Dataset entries
⁂

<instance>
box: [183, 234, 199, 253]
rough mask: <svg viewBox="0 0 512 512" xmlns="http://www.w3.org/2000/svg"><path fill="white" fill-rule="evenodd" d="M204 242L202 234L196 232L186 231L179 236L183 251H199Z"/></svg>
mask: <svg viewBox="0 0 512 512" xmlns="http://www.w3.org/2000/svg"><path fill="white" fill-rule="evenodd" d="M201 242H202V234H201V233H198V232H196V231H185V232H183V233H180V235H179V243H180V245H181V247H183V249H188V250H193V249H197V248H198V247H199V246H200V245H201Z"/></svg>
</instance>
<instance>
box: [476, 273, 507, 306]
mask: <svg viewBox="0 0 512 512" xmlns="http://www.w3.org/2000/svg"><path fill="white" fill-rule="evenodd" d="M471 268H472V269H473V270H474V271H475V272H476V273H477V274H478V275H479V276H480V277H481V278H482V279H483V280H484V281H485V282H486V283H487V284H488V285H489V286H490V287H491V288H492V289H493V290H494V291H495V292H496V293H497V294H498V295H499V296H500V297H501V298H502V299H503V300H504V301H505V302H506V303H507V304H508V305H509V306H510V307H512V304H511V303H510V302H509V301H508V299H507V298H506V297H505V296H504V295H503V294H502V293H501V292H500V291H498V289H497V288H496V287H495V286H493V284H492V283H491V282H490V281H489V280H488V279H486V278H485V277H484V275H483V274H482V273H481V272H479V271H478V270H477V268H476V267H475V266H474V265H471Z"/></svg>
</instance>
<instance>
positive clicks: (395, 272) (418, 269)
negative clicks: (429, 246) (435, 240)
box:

⁂

▶ [What is needed] Return each line from the entries above that contains the word "clicks".

▶ [Finished task]
positive clicks: (395, 272) (418, 269)
negative clicks: (429, 246) (435, 240)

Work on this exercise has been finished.